(Task to complete): Reproduce each of the rows below word for word, preserving their original order.
>>>
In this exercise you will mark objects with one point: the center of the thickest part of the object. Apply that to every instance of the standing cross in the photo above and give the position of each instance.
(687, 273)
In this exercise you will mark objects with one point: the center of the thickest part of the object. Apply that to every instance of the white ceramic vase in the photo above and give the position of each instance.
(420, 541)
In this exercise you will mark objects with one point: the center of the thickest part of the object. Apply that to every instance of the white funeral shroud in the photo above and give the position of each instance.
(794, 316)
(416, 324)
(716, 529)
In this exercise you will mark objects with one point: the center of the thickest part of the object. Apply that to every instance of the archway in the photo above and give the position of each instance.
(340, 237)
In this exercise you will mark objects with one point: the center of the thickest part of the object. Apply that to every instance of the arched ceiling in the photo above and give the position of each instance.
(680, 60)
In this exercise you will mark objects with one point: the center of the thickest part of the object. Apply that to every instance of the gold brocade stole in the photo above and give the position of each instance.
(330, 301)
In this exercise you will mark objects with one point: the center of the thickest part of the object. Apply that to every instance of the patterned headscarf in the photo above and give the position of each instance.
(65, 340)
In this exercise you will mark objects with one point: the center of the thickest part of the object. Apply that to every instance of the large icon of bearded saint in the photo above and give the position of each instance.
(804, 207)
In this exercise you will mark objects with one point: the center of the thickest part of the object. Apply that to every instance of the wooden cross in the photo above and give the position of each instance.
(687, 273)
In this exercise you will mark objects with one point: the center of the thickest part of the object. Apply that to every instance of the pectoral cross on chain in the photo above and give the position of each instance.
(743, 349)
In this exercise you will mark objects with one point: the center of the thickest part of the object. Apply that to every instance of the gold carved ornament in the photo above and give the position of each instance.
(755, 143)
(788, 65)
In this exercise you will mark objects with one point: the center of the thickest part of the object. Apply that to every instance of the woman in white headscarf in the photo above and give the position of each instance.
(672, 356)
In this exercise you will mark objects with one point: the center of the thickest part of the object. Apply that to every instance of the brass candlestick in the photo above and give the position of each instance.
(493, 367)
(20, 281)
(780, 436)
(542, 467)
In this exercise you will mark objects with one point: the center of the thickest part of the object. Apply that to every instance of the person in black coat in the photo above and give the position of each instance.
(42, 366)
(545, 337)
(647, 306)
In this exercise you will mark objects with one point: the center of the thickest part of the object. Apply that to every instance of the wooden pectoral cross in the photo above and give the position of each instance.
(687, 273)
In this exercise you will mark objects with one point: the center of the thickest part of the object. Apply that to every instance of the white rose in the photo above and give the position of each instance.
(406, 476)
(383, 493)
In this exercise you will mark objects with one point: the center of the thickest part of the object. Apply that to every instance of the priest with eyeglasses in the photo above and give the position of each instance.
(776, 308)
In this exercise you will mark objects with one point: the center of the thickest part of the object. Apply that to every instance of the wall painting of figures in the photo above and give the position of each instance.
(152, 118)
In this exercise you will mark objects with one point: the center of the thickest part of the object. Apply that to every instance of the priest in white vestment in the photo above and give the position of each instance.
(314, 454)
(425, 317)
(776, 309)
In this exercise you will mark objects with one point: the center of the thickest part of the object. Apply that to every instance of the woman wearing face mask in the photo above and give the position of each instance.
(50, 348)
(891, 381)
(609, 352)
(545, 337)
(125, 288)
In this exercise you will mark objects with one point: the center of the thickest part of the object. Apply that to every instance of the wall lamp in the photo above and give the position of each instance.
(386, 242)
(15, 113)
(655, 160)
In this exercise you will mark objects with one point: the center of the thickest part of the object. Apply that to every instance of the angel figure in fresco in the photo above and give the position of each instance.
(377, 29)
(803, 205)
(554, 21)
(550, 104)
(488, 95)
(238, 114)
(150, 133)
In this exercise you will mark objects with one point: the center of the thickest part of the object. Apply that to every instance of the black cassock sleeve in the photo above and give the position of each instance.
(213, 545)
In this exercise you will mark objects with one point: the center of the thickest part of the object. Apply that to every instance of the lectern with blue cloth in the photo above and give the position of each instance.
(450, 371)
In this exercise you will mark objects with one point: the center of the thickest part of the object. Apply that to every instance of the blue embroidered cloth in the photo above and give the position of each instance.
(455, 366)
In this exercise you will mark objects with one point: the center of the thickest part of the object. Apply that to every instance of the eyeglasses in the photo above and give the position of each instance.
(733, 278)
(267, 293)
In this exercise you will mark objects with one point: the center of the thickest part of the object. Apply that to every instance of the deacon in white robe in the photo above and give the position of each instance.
<<<
(Full answer):
In this exercise you will mark objects with one point: the center of the thickest part of the object. Apply that to every instance of the standing cross in the photo above and give the position of each instance.
(687, 273)
In this exercise you will mark objects with one point: the center of the thickest part of the object. Apply that to every instance of the white ceramic vase in the photo above and give the position of each instance.
(420, 541)
In this exercise you will mark objects with one point: the center of the thickest part of the object. Apply that to every instance of the white funeral shroud in the photo above and give the position of each instance.
(794, 316)
(416, 324)
(716, 529)
In this exercise you will mark objects with one point: the center of the thickest part of the object. Apply that to every instance of the archway in the photo above and give the position of each instance.
(340, 237)
In this exercise you will mark objects with one point: the center of the thickest part of the object. Apply that to every instance of the arched ceiling in the photo above and give the position of each instance.
(680, 60)
In this exercise you will mark objects with one point: the center of the thickest part of the object. Apply that to every instance of the gold brocade stole in the photo above and give the position of each instance.
(330, 301)
In this exercise you will mark objects with one point: the center of the thickest part of the object. Apply that to every instance of the patterned headscarf in the photo above and give the position of each instance.
(65, 340)
In this exercise you will mark objects with one point: the center of the thickest part of the object. Apply that to every instance of the large icon of bearded saint in the photo above and give the position of each instance.
(804, 207)
In this exercise you will mark objects with one point: the center of the thickest part of the object. Apply that to every instance of the wooden cross in the photo above and give the position of each instance.
(687, 273)
In this exercise you will mark objects with one point: the center of the thickest part of the object. Apply that to every instance of the pectoral cross on chain in the photo above and give the position of each instance.
(743, 349)
In this exercise you will mark objects with one point: the center of the thickest part of the object. Apply that to every instance of the gold carved ornament in the photo above and give the position of each instance.
(755, 143)
(788, 65)
In this exercise you will mark objects with one point: the center of the thickest part of the object. Apply that to every instance of the woman in white headscarf in the photo above and give the position of each instance.
(672, 356)
In this exercise you will mark objects with one point: the center of the thickest part of the object. Apply that to every instance of the brass candlestick in the photo above and give the position of each instance.
(493, 367)
(20, 281)
(780, 436)
(542, 467)
In this exercise you will mark objects with one point: the center of the thickest part of the object. Apply that to every instance of the person in black coat in the photo above and give the position of each instance.
(42, 366)
(545, 337)
(647, 306)
In this exercise you will mark objects with one point: the center of the thickest part of the object. Apply that to every instance of the wooden pectoral cross in the photo above and give the position of each instance.
(687, 273)
In this exercise you will mark objects with one point: the center of the thickest part of the object. Apply that to every instance of the white rose in the photo above and give the position of each instance.
(406, 476)
(383, 493)
In this exercise you will mark objects with one point: the center of the thickest part of the object. Apply that to every instance of the priest with eyeglasses in the photo above and give the position of each instance.
(776, 308)
In this exercise you will mark objects with one point: the center of the thickest part of the object. Apply that to every instance of the wall painting of figures in the photo above and give the position of each instance.
(152, 118)
In this exercise you will mark objects with one point: the center of the thickest part of the object. Apply that to every instance of the priest in white vestment in the photo above and give the position of each instance.
(314, 454)
(425, 317)
(776, 309)
In this exercise you will mark objects with one point: the center of the thickest part of the object. Apply that to every instance of the woman wearing face mask in the photo above and give the position of each instance.
(50, 348)
(891, 381)
(609, 352)
(545, 337)
(125, 288)
In this exercise you will mark objects with one point: the center of the thickest part of the object. Apply that to every instance of the wall lamp in the photo above and give the position of each instance.
(386, 242)
(15, 113)
(655, 160)
In this exercise you will mark objects with one point: the center of the thickest part of the object. Apply that to every instance of the angel figure in fresco in the photo above and give the position of each instance.
(377, 29)
(803, 205)
(554, 21)
(550, 104)
(488, 95)
(238, 114)
(150, 133)
In this exercise you will mark objects with one point: the center of the thickest part of the object. Apply that to every instance of the black cassock sleeve in the photo above and give the position of each instance.
(213, 545)
In this exercise you will mark objects with one point: the center of the thickest part of the object. Apply that to every instance of the lectern with blue cloth in the photo above and give the position of each instance.
(450, 371)
In this exercise you will mark objects with one point: the center of the thickest part of the object. Apply that to every instance of the blue embroidered cloth in the photo above and give the position of each instance.
(455, 366)
In this exercise you will mark objects with one point: the center of the thickest part of the object. Apply that to every instance of the eyeglasses in the photo above and give the position of each instance.
(733, 278)
(267, 293)
In this exercise you will mark objects with one point: the center of the thickest part of the object. Apply that to every instance of the deacon in white robe in the photo above and give the position of each instance.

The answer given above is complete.